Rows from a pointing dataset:
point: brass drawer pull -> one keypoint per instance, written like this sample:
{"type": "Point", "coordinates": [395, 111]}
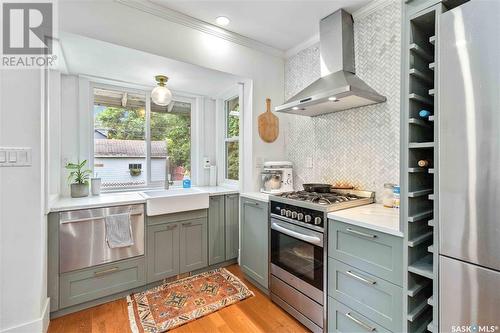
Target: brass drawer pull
{"type": "Point", "coordinates": [360, 278]}
{"type": "Point", "coordinates": [360, 323]}
{"type": "Point", "coordinates": [359, 233]}
{"type": "Point", "coordinates": [106, 271]}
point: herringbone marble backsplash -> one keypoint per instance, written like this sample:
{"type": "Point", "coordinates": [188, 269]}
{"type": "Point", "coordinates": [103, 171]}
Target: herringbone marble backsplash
{"type": "Point", "coordinates": [359, 146]}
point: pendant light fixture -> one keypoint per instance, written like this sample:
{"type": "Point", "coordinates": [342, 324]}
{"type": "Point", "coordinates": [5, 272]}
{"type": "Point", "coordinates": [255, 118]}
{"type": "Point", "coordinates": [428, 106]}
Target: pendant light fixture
{"type": "Point", "coordinates": [161, 95]}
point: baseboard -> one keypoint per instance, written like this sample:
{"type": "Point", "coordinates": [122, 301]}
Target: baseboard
{"type": "Point", "coordinates": [40, 325]}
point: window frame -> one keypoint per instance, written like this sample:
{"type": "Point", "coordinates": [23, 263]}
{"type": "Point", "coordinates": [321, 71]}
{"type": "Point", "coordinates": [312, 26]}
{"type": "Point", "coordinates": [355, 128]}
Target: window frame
{"type": "Point", "coordinates": [131, 88]}
{"type": "Point", "coordinates": [221, 127]}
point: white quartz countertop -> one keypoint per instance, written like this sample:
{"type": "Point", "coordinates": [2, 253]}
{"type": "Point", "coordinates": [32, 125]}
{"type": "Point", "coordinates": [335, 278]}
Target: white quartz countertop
{"type": "Point", "coordinates": [103, 200]}
{"type": "Point", "coordinates": [374, 216]}
{"type": "Point", "coordinates": [256, 196]}
{"type": "Point", "coordinates": [120, 198]}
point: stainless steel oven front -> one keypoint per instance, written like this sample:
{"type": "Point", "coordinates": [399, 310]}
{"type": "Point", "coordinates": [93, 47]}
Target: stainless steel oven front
{"type": "Point", "coordinates": [297, 271]}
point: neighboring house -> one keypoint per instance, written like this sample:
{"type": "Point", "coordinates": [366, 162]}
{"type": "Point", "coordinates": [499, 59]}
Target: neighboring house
{"type": "Point", "coordinates": [122, 163]}
{"type": "Point", "coordinates": [100, 133]}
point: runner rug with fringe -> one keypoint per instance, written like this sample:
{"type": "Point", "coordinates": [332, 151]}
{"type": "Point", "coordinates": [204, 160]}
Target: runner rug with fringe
{"type": "Point", "coordinates": [176, 303]}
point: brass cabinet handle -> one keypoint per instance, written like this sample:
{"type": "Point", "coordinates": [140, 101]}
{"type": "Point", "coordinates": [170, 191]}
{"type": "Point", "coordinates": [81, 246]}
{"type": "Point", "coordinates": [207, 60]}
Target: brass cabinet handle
{"type": "Point", "coordinates": [360, 278]}
{"type": "Point", "coordinates": [106, 271]}
{"type": "Point", "coordinates": [359, 233]}
{"type": "Point", "coordinates": [360, 323]}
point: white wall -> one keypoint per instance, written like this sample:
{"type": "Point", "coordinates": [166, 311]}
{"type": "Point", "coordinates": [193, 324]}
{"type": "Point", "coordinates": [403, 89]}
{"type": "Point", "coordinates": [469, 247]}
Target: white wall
{"type": "Point", "coordinates": [23, 290]}
{"type": "Point", "coordinates": [119, 24]}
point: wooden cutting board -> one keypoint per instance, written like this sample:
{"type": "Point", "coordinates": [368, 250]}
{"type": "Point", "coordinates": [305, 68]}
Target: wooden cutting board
{"type": "Point", "coordinates": [268, 124]}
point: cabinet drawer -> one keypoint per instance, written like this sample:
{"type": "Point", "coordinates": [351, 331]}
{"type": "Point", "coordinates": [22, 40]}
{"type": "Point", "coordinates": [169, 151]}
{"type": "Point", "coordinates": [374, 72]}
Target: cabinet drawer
{"type": "Point", "coordinates": [177, 217]}
{"type": "Point", "coordinates": [369, 250]}
{"type": "Point", "coordinates": [343, 319]}
{"type": "Point", "coordinates": [93, 283]}
{"type": "Point", "coordinates": [369, 295]}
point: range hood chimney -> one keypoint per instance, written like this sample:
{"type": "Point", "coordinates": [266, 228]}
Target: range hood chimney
{"type": "Point", "coordinates": [338, 88]}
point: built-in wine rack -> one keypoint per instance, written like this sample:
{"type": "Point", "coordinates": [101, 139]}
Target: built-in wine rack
{"type": "Point", "coordinates": [420, 161]}
{"type": "Point", "coordinates": [419, 167]}
{"type": "Point", "coordinates": [419, 155]}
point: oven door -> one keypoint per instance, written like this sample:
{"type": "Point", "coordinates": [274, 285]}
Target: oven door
{"type": "Point", "coordinates": [298, 252]}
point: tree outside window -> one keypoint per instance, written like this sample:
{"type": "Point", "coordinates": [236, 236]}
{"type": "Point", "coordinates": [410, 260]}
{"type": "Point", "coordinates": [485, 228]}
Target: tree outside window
{"type": "Point", "coordinates": [232, 125]}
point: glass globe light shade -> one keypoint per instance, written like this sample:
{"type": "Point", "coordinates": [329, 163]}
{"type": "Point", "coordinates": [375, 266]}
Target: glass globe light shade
{"type": "Point", "coordinates": [161, 96]}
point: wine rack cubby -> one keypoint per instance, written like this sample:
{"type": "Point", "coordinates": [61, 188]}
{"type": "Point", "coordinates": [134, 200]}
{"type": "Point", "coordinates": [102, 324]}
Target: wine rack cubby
{"type": "Point", "coordinates": [419, 163]}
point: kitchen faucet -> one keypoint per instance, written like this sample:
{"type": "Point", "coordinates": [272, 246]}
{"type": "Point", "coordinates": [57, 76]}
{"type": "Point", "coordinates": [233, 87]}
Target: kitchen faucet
{"type": "Point", "coordinates": [167, 168]}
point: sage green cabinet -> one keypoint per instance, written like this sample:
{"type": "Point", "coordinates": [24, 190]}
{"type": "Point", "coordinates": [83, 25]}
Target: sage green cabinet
{"type": "Point", "coordinates": [372, 251]}
{"type": "Point", "coordinates": [223, 230]}
{"type": "Point", "coordinates": [343, 319]}
{"type": "Point", "coordinates": [254, 240]}
{"type": "Point", "coordinates": [193, 245]}
{"type": "Point", "coordinates": [371, 296]}
{"type": "Point", "coordinates": [232, 225]}
{"type": "Point", "coordinates": [216, 230]}
{"type": "Point", "coordinates": [162, 251]}
{"type": "Point", "coordinates": [89, 284]}
{"type": "Point", "coordinates": [176, 243]}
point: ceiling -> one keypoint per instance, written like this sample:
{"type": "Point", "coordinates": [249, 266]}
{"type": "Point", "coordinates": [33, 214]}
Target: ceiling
{"type": "Point", "coordinates": [91, 57]}
{"type": "Point", "coordinates": [282, 24]}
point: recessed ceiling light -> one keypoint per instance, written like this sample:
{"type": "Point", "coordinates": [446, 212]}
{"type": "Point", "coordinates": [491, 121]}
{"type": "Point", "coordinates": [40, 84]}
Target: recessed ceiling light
{"type": "Point", "coordinates": [222, 20]}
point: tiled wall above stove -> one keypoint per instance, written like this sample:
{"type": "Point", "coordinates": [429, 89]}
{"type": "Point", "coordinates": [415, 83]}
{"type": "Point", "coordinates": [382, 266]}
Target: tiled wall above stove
{"type": "Point", "coordinates": [358, 146]}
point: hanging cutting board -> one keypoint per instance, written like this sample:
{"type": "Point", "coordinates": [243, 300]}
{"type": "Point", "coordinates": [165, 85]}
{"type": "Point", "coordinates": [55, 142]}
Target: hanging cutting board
{"type": "Point", "coordinates": [268, 124]}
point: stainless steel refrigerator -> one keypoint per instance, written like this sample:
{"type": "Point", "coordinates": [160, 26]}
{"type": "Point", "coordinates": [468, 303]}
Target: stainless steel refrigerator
{"type": "Point", "coordinates": [469, 167]}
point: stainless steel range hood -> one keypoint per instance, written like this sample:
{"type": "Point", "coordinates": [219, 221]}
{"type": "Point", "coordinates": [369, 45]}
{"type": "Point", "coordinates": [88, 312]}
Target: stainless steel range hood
{"type": "Point", "coordinates": [338, 88]}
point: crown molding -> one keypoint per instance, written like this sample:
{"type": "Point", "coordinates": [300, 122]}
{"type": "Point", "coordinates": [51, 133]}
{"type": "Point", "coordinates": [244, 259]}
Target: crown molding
{"type": "Point", "coordinates": [370, 8]}
{"type": "Point", "coordinates": [357, 15]}
{"type": "Point", "coordinates": [193, 23]}
{"type": "Point", "coordinates": [302, 46]}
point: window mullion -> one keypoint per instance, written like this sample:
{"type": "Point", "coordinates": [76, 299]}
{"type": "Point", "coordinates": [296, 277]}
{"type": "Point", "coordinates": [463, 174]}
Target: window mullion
{"type": "Point", "coordinates": [148, 138]}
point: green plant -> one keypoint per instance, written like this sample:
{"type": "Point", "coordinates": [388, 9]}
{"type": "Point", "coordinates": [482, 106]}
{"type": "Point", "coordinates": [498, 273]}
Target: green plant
{"type": "Point", "coordinates": [78, 175]}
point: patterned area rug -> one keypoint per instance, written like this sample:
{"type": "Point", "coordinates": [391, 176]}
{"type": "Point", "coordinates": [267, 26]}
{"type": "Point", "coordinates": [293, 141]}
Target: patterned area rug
{"type": "Point", "coordinates": [176, 303]}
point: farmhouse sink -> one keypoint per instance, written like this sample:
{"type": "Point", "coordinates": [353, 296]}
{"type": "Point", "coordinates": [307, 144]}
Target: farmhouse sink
{"type": "Point", "coordinates": [159, 202]}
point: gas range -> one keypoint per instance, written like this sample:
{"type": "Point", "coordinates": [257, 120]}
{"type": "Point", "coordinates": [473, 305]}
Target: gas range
{"type": "Point", "coordinates": [309, 209]}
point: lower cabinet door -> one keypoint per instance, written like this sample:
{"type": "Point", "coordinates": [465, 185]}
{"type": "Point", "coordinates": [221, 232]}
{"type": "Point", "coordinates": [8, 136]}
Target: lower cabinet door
{"type": "Point", "coordinates": [193, 245]}
{"type": "Point", "coordinates": [369, 295]}
{"type": "Point", "coordinates": [216, 230]}
{"type": "Point", "coordinates": [343, 319]}
{"type": "Point", "coordinates": [93, 283]}
{"type": "Point", "coordinates": [232, 225]}
{"type": "Point", "coordinates": [162, 251]}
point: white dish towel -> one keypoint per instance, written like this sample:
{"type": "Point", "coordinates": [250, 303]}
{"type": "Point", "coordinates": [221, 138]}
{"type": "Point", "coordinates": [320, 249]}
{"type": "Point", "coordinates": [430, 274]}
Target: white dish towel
{"type": "Point", "coordinates": [119, 230]}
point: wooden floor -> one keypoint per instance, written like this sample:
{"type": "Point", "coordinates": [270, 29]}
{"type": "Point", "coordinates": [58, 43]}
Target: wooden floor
{"type": "Point", "coordinates": [255, 314]}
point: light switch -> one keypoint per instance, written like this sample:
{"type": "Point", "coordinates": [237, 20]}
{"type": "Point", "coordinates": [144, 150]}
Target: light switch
{"type": "Point", "coordinates": [15, 157]}
{"type": "Point", "coordinates": [309, 162]}
{"type": "Point", "coordinates": [22, 156]}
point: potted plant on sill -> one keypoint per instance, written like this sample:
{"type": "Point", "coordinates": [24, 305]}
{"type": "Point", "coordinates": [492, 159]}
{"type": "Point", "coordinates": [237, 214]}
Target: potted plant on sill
{"type": "Point", "coordinates": [79, 179]}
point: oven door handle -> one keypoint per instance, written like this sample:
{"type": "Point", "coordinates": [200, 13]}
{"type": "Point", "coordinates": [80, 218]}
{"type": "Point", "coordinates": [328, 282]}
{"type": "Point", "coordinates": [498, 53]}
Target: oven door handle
{"type": "Point", "coordinates": [306, 238]}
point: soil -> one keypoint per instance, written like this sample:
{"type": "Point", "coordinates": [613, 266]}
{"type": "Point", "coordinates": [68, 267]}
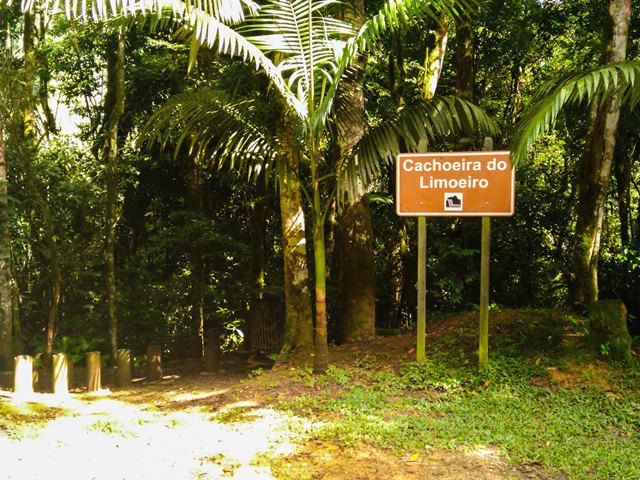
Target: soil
{"type": "Point", "coordinates": [210, 426]}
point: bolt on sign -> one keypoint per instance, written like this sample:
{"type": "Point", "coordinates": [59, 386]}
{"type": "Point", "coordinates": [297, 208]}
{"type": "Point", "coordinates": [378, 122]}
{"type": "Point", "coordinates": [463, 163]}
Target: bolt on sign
{"type": "Point", "coordinates": [457, 184]}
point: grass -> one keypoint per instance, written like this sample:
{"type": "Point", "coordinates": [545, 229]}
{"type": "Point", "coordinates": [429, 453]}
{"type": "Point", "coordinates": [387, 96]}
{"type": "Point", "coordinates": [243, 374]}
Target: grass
{"type": "Point", "coordinates": [582, 430]}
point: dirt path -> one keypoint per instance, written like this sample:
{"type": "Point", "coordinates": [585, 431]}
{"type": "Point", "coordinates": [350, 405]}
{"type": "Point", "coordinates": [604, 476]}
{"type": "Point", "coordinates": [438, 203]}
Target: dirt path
{"type": "Point", "coordinates": [200, 427]}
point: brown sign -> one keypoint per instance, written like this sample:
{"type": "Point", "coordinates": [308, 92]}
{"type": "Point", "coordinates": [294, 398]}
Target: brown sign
{"type": "Point", "coordinates": [457, 184]}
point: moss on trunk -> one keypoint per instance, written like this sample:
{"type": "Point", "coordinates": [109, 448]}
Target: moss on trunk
{"type": "Point", "coordinates": [609, 333]}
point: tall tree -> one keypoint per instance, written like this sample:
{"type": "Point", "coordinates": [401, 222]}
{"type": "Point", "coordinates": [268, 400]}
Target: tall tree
{"type": "Point", "coordinates": [28, 152]}
{"type": "Point", "coordinates": [354, 244]}
{"type": "Point", "coordinates": [299, 315]}
{"type": "Point", "coordinates": [195, 204]}
{"type": "Point", "coordinates": [596, 166]}
{"type": "Point", "coordinates": [6, 311]}
{"type": "Point", "coordinates": [114, 110]}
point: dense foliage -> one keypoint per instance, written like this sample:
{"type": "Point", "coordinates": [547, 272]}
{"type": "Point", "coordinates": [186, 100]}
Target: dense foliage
{"type": "Point", "coordinates": [518, 45]}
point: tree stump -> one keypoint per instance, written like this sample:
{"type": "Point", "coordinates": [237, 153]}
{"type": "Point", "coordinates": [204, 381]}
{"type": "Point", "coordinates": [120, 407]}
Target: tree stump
{"type": "Point", "coordinates": [94, 369]}
{"type": "Point", "coordinates": [71, 373]}
{"type": "Point", "coordinates": [23, 375]}
{"type": "Point", "coordinates": [60, 380]}
{"type": "Point", "coordinates": [154, 362]}
{"type": "Point", "coordinates": [123, 359]}
{"type": "Point", "coordinates": [194, 347]}
{"type": "Point", "coordinates": [609, 333]}
{"type": "Point", "coordinates": [212, 351]}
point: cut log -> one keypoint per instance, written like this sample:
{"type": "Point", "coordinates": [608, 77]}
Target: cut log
{"type": "Point", "coordinates": [71, 373]}
{"type": "Point", "coordinates": [123, 359]}
{"type": "Point", "coordinates": [212, 351]}
{"type": "Point", "coordinates": [23, 375]}
{"type": "Point", "coordinates": [154, 362]}
{"type": "Point", "coordinates": [60, 378]}
{"type": "Point", "coordinates": [94, 372]}
{"type": "Point", "coordinates": [609, 333]}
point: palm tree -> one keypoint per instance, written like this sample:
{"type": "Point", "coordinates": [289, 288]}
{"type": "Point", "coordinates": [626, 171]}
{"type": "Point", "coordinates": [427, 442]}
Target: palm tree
{"type": "Point", "coordinates": [605, 89]}
{"type": "Point", "coordinates": [305, 53]}
{"type": "Point", "coordinates": [232, 132]}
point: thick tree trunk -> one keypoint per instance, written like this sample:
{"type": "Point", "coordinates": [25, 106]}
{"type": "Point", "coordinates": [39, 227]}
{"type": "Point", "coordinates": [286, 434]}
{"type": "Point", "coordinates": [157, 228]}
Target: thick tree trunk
{"type": "Point", "coordinates": [195, 203]}
{"type": "Point", "coordinates": [595, 174]}
{"type": "Point", "coordinates": [434, 60]}
{"type": "Point", "coordinates": [321, 360]}
{"type": "Point", "coordinates": [257, 234]}
{"type": "Point", "coordinates": [299, 319]}
{"type": "Point", "coordinates": [357, 316]}
{"type": "Point", "coordinates": [49, 118]}
{"type": "Point", "coordinates": [623, 192]}
{"type": "Point", "coordinates": [114, 110]}
{"type": "Point", "coordinates": [27, 152]}
{"type": "Point", "coordinates": [464, 60]}
{"type": "Point", "coordinates": [6, 312]}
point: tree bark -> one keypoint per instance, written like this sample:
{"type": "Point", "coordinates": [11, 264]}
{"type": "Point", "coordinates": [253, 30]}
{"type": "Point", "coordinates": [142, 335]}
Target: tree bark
{"type": "Point", "coordinates": [623, 193]}
{"type": "Point", "coordinates": [354, 245]}
{"type": "Point", "coordinates": [257, 234]}
{"type": "Point", "coordinates": [27, 152]}
{"type": "Point", "coordinates": [434, 60]}
{"type": "Point", "coordinates": [464, 59]}
{"type": "Point", "coordinates": [195, 203]}
{"type": "Point", "coordinates": [94, 372]}
{"type": "Point", "coordinates": [596, 165]}
{"type": "Point", "coordinates": [6, 304]}
{"type": "Point", "coordinates": [114, 110]}
{"type": "Point", "coordinates": [299, 320]}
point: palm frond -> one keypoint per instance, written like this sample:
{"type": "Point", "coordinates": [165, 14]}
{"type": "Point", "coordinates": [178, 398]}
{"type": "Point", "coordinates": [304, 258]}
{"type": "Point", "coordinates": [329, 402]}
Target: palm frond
{"type": "Point", "coordinates": [215, 127]}
{"type": "Point", "coordinates": [304, 40]}
{"type": "Point", "coordinates": [620, 80]}
{"type": "Point", "coordinates": [432, 119]}
{"type": "Point", "coordinates": [393, 14]}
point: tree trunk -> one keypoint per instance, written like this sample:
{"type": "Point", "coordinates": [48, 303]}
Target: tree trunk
{"type": "Point", "coordinates": [195, 203]}
{"type": "Point", "coordinates": [464, 60]}
{"type": "Point", "coordinates": [354, 245]}
{"type": "Point", "coordinates": [321, 360]}
{"type": "Point", "coordinates": [623, 192]}
{"type": "Point", "coordinates": [6, 312]}
{"type": "Point", "coordinates": [27, 152]}
{"type": "Point", "coordinates": [596, 165]}
{"type": "Point", "coordinates": [114, 110]}
{"type": "Point", "coordinates": [434, 60]}
{"type": "Point", "coordinates": [299, 319]}
{"type": "Point", "coordinates": [256, 234]}
{"type": "Point", "coordinates": [357, 315]}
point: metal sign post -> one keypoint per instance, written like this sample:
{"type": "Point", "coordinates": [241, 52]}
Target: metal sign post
{"type": "Point", "coordinates": [422, 289]}
{"type": "Point", "coordinates": [456, 184]}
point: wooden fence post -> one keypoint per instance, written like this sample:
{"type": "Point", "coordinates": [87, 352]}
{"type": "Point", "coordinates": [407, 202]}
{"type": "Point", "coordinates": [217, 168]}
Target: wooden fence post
{"type": "Point", "coordinates": [60, 372]}
{"type": "Point", "coordinates": [23, 375]}
{"type": "Point", "coordinates": [123, 359]}
{"type": "Point", "coordinates": [154, 362]}
{"type": "Point", "coordinates": [212, 351]}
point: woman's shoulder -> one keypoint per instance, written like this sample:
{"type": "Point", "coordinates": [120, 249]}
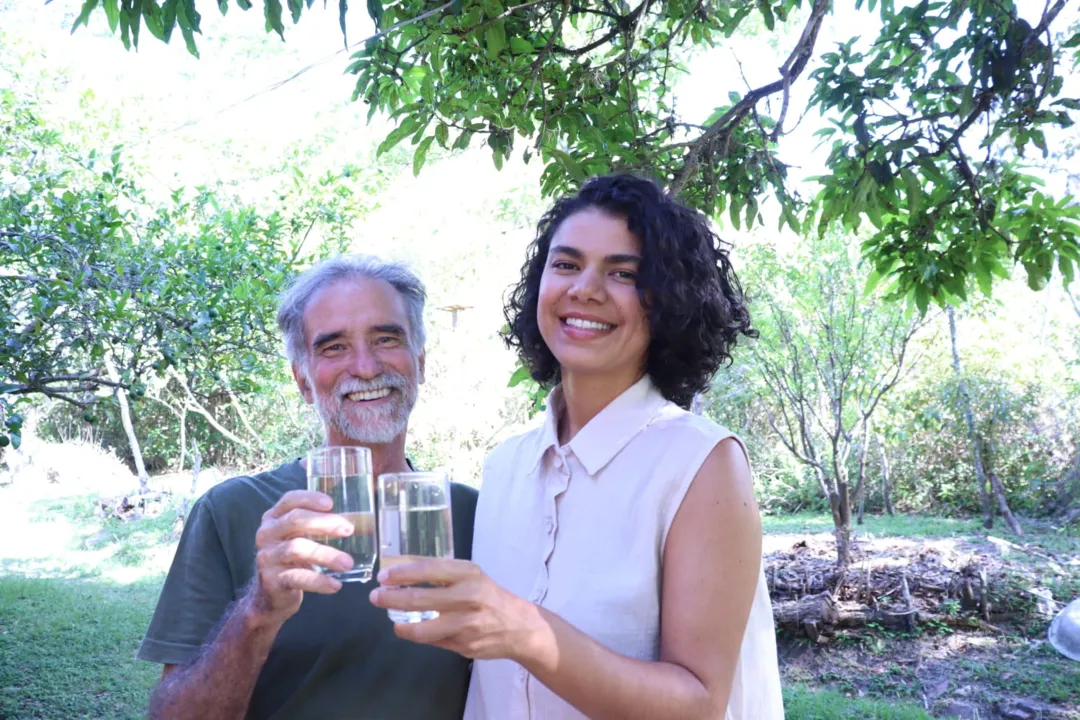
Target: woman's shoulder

The task
Copy the listing word for word from the line containing "point: wooden fence" up to and including its final line, leaving out the pictures.

Result for this task
point: wooden fence post -> one keypoint per instance, written like this sample:
{"type": "Point", "coordinates": [87, 352]}
{"type": "Point", "coordinates": [407, 202]}
{"type": "Point", "coordinates": [217, 168]}
Target: wooden fence post
{"type": "Point", "coordinates": [60, 372]}
{"type": "Point", "coordinates": [23, 375]}
{"type": "Point", "coordinates": [123, 359]}
{"type": "Point", "coordinates": [154, 362]}
{"type": "Point", "coordinates": [212, 351]}
point: woman's shoulder -> one keypoint per instance, written like this sample:
{"type": "Point", "coordinates": [120, 249]}
Target: woman's shoulder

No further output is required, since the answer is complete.